**Given task**
Reproduce these lines from the records below verbatim, starting at the line containing "Where can the oven" and ending at the line containing "<point>570,320</point>", with both of those lines included.

**Records from a pointing dataset**
——

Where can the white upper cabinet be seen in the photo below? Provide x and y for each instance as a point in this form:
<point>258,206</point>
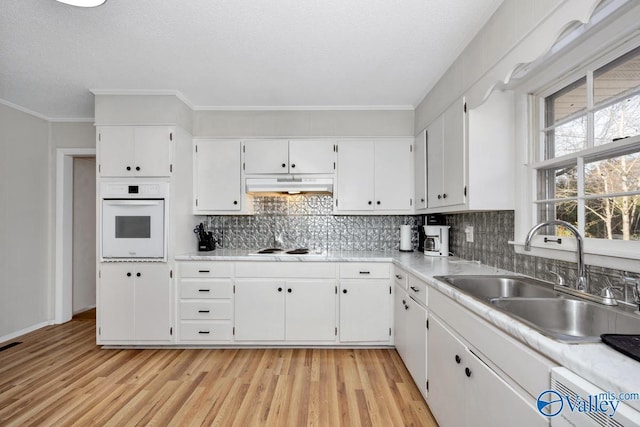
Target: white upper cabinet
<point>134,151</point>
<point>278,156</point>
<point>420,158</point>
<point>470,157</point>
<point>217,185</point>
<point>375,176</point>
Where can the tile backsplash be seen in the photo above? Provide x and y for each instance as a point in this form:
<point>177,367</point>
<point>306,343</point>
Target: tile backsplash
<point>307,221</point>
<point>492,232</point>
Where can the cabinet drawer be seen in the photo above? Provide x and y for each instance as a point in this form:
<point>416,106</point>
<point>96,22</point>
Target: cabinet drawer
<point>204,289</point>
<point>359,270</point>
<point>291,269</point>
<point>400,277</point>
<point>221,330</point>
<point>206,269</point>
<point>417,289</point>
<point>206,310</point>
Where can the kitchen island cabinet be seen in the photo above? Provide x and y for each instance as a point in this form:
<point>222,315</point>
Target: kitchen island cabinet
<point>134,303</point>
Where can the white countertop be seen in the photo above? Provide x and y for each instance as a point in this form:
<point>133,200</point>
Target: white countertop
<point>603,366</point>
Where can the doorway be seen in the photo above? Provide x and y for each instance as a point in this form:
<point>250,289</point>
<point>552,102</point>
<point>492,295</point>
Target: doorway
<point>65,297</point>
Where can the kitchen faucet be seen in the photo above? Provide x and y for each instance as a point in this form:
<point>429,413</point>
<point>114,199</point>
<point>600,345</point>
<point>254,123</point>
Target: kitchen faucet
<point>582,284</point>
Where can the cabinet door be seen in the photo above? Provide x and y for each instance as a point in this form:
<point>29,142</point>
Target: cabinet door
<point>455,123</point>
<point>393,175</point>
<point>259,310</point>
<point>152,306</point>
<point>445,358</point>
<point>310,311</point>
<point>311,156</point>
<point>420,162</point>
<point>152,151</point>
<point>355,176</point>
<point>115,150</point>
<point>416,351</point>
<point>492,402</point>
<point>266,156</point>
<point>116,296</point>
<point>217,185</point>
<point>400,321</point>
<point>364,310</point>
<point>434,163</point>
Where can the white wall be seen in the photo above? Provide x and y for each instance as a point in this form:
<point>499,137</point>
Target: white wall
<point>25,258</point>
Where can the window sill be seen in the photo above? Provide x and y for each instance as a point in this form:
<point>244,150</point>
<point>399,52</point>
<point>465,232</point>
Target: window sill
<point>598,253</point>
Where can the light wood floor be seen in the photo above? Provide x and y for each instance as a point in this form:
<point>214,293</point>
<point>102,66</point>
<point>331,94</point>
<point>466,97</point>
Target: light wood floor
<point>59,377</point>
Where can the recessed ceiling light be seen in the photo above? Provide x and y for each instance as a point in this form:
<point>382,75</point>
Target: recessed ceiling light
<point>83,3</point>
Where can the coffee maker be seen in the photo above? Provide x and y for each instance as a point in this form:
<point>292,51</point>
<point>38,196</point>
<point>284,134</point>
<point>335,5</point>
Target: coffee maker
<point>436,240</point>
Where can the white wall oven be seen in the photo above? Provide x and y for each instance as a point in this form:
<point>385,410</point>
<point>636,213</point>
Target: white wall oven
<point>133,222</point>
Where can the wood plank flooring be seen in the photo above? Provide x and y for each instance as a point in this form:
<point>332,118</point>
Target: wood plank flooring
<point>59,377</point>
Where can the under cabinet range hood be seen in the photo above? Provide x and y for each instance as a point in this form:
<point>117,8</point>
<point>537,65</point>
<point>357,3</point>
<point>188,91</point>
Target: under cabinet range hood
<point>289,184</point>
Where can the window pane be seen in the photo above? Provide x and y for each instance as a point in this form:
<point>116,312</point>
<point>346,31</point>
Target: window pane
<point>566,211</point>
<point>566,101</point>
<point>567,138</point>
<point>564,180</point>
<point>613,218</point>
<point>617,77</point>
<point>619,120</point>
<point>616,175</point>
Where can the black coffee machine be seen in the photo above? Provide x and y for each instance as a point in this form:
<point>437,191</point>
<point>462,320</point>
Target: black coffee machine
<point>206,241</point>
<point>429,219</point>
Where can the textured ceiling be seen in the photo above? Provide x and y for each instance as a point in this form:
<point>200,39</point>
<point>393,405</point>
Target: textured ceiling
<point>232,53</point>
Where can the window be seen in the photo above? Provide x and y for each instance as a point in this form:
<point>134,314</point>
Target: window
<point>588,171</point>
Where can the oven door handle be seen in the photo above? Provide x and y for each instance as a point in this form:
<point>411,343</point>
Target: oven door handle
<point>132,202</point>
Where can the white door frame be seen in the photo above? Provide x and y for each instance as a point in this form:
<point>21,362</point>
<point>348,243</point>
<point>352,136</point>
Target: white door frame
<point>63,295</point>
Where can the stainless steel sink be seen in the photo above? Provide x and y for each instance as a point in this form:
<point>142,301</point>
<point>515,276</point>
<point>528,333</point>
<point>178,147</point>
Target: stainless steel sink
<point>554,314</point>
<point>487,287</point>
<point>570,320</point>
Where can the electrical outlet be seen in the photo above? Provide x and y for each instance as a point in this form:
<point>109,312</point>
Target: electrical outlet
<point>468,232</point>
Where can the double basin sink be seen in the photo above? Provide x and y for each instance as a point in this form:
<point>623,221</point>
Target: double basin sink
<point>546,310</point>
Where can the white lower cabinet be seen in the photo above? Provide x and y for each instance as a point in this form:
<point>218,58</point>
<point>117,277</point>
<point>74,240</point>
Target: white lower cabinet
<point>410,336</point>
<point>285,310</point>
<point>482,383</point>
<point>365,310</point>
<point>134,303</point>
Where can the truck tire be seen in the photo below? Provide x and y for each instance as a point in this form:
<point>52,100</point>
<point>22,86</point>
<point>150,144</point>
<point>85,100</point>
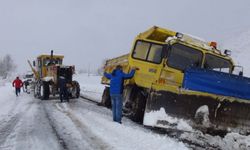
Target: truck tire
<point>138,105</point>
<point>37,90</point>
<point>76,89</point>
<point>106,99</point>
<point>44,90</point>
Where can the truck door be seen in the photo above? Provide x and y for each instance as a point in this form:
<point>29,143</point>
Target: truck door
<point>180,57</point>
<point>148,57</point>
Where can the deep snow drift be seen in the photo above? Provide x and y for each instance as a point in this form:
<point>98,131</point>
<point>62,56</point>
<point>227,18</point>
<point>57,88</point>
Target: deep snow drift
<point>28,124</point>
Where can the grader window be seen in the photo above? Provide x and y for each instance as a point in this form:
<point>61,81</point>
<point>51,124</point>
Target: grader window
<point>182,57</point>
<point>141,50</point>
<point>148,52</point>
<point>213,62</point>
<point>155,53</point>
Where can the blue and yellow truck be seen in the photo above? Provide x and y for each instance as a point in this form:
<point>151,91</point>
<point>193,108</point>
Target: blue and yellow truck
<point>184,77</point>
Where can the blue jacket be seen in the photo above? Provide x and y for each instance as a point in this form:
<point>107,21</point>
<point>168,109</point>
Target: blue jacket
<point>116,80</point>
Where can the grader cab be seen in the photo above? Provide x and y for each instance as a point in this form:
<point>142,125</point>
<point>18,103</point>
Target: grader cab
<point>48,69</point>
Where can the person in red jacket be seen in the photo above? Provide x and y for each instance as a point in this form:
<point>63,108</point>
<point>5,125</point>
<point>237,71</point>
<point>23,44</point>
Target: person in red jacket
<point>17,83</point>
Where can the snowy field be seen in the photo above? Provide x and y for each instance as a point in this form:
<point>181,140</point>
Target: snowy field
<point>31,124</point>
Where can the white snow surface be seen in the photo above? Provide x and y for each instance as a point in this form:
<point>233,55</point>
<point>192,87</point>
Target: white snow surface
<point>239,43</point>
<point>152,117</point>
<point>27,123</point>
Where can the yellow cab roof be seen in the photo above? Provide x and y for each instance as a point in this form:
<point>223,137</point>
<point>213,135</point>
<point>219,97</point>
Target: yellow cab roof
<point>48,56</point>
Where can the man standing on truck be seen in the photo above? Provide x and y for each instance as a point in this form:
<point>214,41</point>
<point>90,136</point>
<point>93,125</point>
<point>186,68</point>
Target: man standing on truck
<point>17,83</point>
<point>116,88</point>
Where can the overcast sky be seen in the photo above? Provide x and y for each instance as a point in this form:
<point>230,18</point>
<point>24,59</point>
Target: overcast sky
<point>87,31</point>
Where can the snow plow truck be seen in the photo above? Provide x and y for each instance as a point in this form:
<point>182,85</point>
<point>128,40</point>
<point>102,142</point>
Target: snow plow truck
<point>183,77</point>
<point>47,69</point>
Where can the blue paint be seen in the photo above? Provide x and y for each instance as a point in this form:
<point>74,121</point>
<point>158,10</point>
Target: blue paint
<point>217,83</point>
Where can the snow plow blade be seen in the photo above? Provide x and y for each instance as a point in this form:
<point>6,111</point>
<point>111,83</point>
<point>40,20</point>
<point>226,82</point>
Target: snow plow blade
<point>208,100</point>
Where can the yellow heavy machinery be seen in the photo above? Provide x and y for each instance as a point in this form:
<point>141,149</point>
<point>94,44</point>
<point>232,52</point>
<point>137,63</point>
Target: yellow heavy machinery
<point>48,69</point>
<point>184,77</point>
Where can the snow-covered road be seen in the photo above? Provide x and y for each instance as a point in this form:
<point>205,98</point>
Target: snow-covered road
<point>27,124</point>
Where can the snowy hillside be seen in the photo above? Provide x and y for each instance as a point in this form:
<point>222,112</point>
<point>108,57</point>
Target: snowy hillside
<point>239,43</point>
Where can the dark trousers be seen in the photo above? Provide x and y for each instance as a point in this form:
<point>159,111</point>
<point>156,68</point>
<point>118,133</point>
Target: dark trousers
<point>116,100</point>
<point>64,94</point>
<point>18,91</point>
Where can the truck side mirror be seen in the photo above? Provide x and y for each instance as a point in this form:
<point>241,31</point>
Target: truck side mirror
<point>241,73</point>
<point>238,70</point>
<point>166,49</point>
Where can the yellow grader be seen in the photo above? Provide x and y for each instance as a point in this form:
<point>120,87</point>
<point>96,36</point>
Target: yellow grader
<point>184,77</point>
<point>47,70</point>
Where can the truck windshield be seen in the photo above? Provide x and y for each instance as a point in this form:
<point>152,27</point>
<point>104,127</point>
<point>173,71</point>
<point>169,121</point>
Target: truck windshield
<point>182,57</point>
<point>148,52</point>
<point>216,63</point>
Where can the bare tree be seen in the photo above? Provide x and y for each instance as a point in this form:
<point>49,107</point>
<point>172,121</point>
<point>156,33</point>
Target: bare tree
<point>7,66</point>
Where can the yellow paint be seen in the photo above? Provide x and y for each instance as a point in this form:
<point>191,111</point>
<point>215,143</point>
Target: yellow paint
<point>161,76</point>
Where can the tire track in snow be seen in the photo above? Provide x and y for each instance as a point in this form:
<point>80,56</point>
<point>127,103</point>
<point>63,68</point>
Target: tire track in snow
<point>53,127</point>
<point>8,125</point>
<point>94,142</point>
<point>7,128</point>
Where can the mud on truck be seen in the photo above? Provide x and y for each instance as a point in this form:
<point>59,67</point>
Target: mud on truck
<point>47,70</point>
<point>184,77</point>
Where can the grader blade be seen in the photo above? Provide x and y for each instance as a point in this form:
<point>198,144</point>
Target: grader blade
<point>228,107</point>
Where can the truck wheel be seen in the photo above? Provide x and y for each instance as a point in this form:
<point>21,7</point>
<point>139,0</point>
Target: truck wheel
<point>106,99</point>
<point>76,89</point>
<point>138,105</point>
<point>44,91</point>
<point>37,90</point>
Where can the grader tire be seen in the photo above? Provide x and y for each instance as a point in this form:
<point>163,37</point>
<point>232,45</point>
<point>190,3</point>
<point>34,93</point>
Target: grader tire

——

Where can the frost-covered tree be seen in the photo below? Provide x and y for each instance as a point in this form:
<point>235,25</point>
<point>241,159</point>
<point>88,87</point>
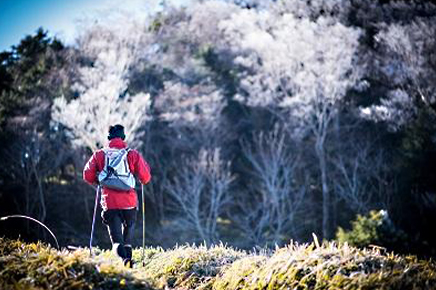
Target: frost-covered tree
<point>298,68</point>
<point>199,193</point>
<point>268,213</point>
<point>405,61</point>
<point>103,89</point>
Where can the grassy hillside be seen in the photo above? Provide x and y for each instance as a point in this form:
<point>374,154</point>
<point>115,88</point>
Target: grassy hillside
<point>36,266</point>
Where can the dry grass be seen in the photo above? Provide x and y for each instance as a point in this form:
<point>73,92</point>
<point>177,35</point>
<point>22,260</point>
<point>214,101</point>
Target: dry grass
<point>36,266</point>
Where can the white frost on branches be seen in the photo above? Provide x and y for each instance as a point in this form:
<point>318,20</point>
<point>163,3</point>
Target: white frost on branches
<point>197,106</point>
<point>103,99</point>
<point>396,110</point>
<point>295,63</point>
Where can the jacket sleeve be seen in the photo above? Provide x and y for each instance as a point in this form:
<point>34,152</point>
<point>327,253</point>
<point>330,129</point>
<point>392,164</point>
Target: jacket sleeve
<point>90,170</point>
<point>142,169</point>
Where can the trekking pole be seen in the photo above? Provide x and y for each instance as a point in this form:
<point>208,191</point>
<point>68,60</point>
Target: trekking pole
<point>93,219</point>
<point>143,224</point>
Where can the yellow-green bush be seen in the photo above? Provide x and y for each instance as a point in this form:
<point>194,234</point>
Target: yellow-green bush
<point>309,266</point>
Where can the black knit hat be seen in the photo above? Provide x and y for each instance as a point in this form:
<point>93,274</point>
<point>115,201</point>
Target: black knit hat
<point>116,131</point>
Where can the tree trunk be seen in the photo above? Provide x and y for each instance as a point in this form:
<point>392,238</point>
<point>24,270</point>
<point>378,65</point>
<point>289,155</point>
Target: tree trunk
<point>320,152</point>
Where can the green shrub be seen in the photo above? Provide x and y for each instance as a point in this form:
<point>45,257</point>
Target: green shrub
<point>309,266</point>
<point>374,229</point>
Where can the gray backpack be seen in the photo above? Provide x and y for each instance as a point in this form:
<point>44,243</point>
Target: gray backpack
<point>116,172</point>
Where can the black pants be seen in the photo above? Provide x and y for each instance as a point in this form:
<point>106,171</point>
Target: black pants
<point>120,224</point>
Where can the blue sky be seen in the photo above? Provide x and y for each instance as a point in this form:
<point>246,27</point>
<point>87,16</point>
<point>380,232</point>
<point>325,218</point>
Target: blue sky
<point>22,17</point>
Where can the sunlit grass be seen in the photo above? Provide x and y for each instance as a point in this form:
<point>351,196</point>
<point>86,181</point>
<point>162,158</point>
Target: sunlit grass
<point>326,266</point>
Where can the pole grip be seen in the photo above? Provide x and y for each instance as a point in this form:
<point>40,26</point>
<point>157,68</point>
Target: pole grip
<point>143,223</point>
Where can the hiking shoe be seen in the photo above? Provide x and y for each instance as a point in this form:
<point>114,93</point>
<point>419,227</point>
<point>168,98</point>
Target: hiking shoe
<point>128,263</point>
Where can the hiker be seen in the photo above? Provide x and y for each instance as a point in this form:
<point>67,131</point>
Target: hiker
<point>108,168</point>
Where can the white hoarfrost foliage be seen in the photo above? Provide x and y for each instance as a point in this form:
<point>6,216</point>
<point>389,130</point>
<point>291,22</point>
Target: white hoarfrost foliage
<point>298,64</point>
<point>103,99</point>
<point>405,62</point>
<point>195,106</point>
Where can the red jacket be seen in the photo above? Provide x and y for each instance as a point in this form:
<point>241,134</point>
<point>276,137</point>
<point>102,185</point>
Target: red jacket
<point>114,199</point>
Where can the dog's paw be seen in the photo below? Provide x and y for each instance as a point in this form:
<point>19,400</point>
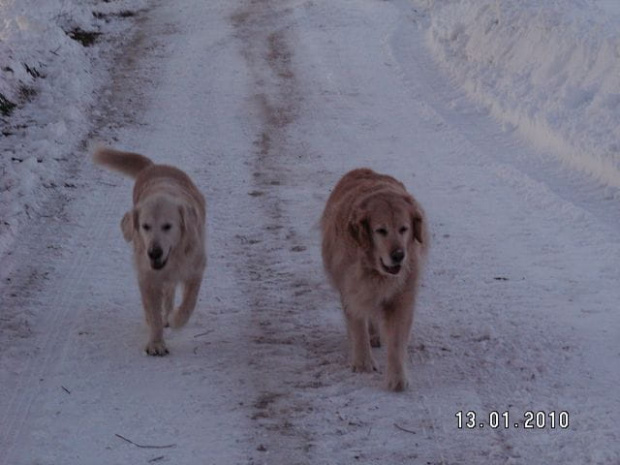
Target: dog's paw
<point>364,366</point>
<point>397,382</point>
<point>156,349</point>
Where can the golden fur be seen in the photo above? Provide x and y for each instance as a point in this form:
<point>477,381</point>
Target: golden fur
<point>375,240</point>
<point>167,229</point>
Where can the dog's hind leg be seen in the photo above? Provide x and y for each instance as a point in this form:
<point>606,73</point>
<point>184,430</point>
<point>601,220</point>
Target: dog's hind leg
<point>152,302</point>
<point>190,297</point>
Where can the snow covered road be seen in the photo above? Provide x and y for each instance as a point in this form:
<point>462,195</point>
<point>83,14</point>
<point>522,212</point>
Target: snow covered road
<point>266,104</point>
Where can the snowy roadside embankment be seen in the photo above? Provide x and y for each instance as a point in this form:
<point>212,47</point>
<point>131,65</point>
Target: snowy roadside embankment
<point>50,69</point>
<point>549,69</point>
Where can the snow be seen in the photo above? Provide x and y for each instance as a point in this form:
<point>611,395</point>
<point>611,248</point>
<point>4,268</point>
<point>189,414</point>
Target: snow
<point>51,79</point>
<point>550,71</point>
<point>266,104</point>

——

**Answer to the task**
Where can the oven door handle be seen in the photo above? Provide x and y for each instance as a point in this form:
<point>411,343</point>
Target: oven door handle
<point>132,202</point>
Where can the white door frame be seen in the photo above? Provide x and y for each instance as a point in this form:
<point>21,362</point>
<point>348,243</point>
<point>352,136</point>
Target: white door frame
<point>63,295</point>
Where can the stainless steel sink be seen in the photo above? Provide x and y for each instance as a point in this form:
<point>142,301</point>
<point>515,276</point>
<point>528,333</point>
<point>178,147</point>
Target: stainless steel sink
<point>554,314</point>
<point>487,287</point>
<point>570,320</point>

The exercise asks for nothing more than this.